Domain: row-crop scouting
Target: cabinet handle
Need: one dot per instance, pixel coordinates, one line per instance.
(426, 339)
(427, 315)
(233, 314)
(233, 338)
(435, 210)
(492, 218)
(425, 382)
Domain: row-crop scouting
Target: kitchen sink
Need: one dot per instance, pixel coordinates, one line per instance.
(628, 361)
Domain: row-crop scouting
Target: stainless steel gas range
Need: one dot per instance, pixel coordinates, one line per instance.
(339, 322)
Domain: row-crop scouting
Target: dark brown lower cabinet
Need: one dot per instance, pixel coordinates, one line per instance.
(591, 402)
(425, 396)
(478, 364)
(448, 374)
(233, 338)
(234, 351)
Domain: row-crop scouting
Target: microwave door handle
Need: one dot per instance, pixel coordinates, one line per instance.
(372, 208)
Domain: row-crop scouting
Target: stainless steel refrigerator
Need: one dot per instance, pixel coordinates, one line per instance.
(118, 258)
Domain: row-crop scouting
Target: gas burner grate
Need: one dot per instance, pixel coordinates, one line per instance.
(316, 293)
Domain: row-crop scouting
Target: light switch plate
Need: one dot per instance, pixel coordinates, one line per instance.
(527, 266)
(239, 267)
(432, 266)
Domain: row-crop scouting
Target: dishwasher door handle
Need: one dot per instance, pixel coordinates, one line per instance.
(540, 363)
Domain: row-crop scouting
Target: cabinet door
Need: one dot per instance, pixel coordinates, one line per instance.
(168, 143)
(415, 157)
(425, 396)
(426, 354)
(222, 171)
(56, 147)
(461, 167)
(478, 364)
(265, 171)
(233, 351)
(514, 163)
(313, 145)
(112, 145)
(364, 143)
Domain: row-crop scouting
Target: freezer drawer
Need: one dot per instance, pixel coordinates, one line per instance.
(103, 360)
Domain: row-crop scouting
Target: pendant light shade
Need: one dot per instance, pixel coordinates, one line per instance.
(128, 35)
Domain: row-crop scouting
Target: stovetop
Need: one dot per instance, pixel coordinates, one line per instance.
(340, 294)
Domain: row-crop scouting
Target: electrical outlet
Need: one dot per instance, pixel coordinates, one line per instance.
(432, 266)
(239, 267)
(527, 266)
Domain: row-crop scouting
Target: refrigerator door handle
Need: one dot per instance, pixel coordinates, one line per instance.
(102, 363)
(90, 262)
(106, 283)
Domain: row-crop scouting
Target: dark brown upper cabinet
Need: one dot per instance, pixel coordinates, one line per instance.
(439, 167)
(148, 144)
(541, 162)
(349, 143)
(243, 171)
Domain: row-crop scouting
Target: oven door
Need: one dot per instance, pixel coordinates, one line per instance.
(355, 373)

|---|

• **What this task involves**
Every entry above must be reproduced exactly.

• **Exercise output**
Domain: row-crop scouting
Target: cabinet handle
Need: one dot per instance, pixel coordinates, one line per instance.
(426, 339)
(427, 315)
(233, 314)
(233, 338)
(435, 210)
(492, 218)
(425, 382)
Domain: row-crop scouting
Target: kitchen sink
Need: one dot per instance, pixel coordinates, one line per instance.
(628, 361)
Domain: row-crop scouting
Target: stainless steel gas range
Need: one dot per instance, pixel coordinates, one line per instance.
(339, 322)
Domain: row-crop scouting
Target: dark brown lower cabinet
Need: one dot per instance, pixel coordinates, one line per instance.
(591, 402)
(425, 396)
(478, 364)
(448, 374)
(233, 338)
(234, 351)
Domain: row-crop scouting
Target: microwave door handle
Need: one dot per instance, pixel coordinates, one line per instance.
(372, 208)
Domain: row-crop scouting
Target: stainless steel refrigerator
Need: one dot per instance, pixel coordinates, one line per instance.
(118, 258)
Domain: row-crop scouting
Target: gas burner grate
Need: one dot per instance, pixel coordinates, one line per instance.
(316, 293)
Domain: row-crop scouting
Target: light switch plate
Need: one dot per instance, pixel coordinates, one line per instance.
(527, 266)
(239, 267)
(432, 266)
Domain: row-crop scouting
Target: dishwasher door handle
Need: one dot per instance, pixel coordinates, one line per instance.
(540, 363)
Domain: row-crop scouting
Target: cabinet door
Need: one dot per instance, pixel coordinates, one line per instance.
(168, 143)
(415, 157)
(425, 396)
(426, 354)
(222, 171)
(56, 147)
(461, 167)
(478, 364)
(265, 171)
(233, 351)
(514, 163)
(313, 145)
(112, 145)
(364, 143)
Domain: row-crop scouting
Target: freezer drawer
Need: one dot per instance, pixel coordinates, one line per instance.
(103, 360)
Domain: row-crop scouting
Target: pendant light shade
Need: one dot per instance, pixel coordinates, one line per instance.
(128, 35)
Domain: row-crop scouting
Target: stovetop
Need: one dot per instance, pixel coordinates, one line per instance.
(340, 294)
Domain: row-crop scouting
Target: electrical outlet
Need: one dot per instance, pixel coordinates, one line per instance.
(432, 266)
(239, 267)
(527, 266)
Domain: row-crop scouting
Target: refrigerator door handle
Need: one dot per instance, pixel coordinates, one line per instance.
(102, 363)
(90, 262)
(106, 283)
Domain: row-crop scouting
Target: dark brown upper cabinet
Need: one dot per instance, pixel coordinates, one line per instance.
(439, 167)
(148, 144)
(541, 162)
(349, 143)
(243, 171)
Domain: row-crop scouting
Target: oven door
Need: one dot per instance, pixel coordinates, one line per instance.
(355, 373)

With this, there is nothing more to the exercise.